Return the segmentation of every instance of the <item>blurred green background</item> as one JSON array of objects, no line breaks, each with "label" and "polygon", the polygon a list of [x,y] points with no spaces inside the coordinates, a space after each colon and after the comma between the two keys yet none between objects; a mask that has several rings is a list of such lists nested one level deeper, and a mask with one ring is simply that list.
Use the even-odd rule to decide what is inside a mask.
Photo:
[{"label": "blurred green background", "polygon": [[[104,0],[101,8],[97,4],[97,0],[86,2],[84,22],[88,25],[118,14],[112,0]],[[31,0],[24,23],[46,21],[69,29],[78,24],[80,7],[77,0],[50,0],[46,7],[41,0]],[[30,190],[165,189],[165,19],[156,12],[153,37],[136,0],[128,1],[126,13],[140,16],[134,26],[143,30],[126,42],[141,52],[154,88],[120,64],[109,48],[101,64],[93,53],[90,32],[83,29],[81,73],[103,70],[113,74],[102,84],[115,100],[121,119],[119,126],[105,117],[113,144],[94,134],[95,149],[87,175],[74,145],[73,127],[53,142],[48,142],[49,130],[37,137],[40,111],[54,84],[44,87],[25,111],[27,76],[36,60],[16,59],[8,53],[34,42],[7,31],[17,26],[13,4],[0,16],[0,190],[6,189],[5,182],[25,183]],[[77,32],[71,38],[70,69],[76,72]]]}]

================

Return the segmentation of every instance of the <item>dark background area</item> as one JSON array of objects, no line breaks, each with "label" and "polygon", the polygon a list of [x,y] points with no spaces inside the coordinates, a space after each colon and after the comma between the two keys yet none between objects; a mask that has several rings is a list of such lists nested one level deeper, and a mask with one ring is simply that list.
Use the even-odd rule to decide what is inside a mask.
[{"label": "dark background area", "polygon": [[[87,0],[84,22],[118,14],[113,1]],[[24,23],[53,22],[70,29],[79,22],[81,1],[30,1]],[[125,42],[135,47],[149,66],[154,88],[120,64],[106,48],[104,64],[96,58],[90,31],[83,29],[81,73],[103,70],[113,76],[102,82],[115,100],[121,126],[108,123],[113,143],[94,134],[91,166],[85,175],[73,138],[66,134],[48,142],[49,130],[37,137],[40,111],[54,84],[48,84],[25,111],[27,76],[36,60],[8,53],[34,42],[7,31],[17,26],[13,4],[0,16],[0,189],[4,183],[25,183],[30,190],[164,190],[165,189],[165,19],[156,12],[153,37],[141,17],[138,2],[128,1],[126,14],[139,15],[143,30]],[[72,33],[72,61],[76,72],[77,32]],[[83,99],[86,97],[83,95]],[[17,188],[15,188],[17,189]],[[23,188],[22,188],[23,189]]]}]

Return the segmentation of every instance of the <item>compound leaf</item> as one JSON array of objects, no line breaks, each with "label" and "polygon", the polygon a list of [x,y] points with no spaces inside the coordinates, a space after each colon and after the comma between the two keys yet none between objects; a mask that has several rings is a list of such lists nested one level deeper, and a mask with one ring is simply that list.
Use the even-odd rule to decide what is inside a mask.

================

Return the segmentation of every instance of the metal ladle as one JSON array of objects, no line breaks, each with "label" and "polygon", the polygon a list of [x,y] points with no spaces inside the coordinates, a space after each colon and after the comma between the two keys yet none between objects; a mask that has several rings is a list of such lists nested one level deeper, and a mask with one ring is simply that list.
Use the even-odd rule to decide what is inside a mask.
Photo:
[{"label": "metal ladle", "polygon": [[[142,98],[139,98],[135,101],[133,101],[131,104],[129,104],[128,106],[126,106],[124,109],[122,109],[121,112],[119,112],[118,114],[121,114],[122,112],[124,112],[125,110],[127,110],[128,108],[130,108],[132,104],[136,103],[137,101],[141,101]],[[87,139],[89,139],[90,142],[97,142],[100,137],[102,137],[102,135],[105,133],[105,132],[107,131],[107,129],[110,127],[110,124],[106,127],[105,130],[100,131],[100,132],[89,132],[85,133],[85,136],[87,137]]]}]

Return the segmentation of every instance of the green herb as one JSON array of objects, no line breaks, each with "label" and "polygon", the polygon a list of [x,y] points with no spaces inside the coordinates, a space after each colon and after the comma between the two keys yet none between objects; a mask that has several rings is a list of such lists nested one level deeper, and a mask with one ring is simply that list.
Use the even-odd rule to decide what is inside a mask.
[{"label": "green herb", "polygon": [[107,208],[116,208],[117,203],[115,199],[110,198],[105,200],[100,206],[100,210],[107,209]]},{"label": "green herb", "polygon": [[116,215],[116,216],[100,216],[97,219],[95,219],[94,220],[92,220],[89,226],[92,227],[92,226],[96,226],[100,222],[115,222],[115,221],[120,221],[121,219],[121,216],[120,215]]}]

================

### [Written task]
List every line of the listing that contains the word "area".

### [Output for this exercise]
Return the segmentation of every instance of the <item>dark background area</item> as one JSON array of objects, no line breaks, each with "label" and "polygon", the polygon a list of [x,y] points with no spaces inside the coordinates, a space after each colon and after the comma between the two keys yet none between objects; a mask that has several rings is a list of such lists nested one level deeper, and a mask with one ring is simply that list.
[{"label": "dark background area", "polygon": [[[87,0],[84,22],[118,14],[113,1]],[[24,23],[53,22],[70,29],[79,22],[81,1],[30,1]],[[125,42],[135,47],[149,66],[154,88],[120,64],[106,48],[104,64],[96,58],[90,31],[83,29],[81,73],[103,70],[113,76],[102,82],[115,100],[121,126],[108,123],[113,143],[94,134],[91,166],[85,175],[73,138],[66,134],[48,142],[49,130],[37,137],[40,111],[54,84],[48,84],[25,111],[27,76],[36,60],[8,53],[34,42],[7,31],[17,26],[13,4],[0,16],[0,189],[4,183],[25,183],[30,190],[164,190],[165,189],[165,19],[156,12],[153,37],[141,17],[138,2],[128,1],[126,14],[139,15],[143,30]],[[72,33],[72,61],[76,72],[77,32]],[[83,99],[86,97],[83,95]],[[17,188],[15,188],[17,189]],[[23,188],[22,188],[23,189]]]}]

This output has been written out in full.